WHAT YOU SHOULD DO:
Could you copy out every line of the data where the word "pink" occurs?

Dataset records
*** Block opens ***

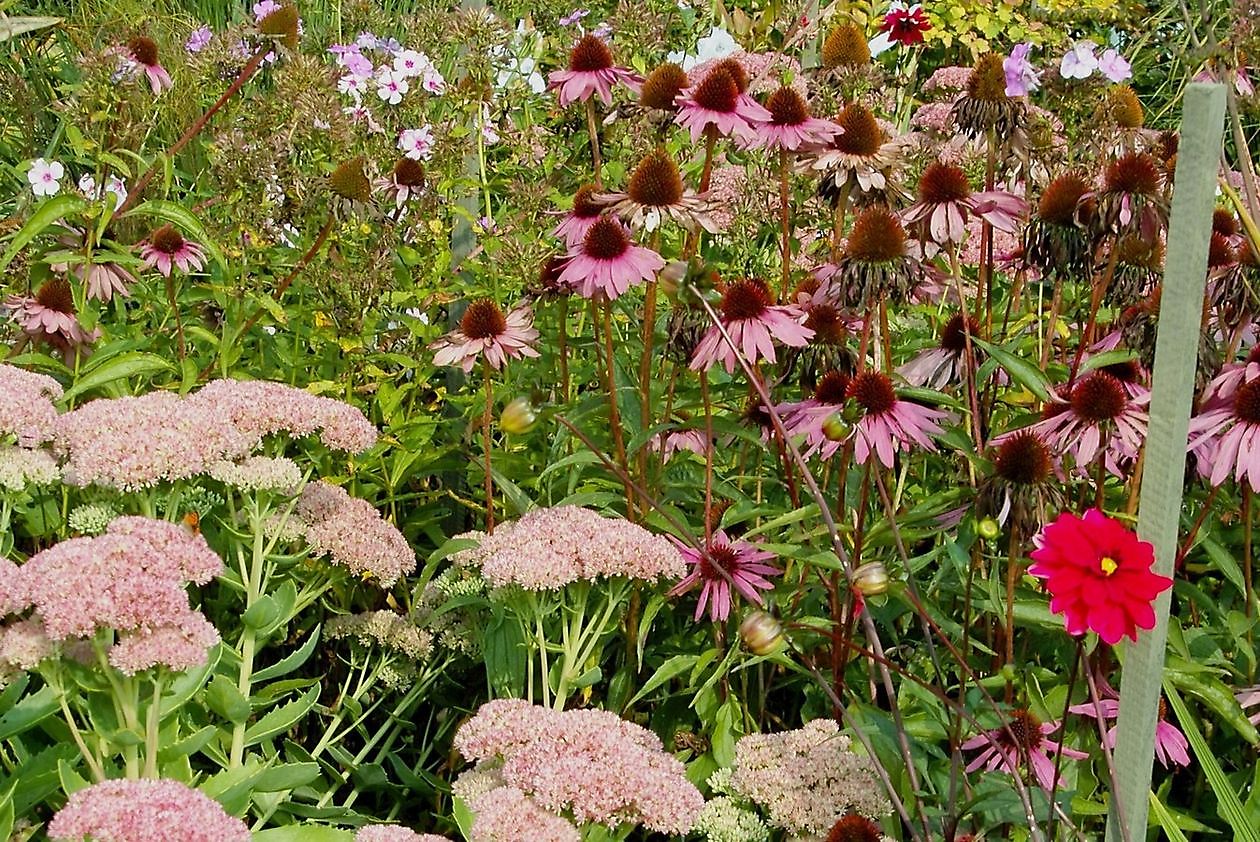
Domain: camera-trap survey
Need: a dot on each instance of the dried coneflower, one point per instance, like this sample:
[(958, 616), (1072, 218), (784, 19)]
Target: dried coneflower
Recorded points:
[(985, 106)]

*** Block closes ***
*** Block opens ***

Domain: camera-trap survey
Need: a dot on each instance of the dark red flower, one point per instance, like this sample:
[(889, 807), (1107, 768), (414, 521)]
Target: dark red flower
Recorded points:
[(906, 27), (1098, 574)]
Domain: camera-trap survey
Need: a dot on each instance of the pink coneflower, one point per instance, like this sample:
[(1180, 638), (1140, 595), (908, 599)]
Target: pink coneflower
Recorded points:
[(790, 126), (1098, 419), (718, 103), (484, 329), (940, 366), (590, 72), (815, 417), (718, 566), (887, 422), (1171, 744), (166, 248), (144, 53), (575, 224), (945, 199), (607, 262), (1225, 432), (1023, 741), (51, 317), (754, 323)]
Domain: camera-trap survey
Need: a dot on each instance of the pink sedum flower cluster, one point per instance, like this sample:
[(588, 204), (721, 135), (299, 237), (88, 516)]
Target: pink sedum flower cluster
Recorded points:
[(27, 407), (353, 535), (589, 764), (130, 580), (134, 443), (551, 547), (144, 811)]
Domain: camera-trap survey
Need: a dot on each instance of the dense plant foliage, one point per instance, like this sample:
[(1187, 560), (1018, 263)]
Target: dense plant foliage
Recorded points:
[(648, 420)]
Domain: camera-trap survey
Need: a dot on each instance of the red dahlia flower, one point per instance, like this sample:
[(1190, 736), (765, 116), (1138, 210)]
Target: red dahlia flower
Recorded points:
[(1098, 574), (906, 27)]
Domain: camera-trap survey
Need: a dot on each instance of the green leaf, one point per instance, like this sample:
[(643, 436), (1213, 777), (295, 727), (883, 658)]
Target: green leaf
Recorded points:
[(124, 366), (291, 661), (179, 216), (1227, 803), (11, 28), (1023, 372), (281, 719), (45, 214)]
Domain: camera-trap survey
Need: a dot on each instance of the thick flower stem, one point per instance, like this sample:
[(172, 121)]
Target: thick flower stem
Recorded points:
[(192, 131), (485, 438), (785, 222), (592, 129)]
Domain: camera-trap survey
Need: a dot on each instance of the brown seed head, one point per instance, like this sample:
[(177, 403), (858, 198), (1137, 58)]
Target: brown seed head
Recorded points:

*** Block closes ***

EXERCISE RESPONSE:
Need: a dot on each instance of the pink coneflower, one point per instance, like this sample:
Target: pink coneflower
Need: a dot on each instance of the pink sedum flower cluster, one point per instance, like this sample:
Target: pink sedum flower cluster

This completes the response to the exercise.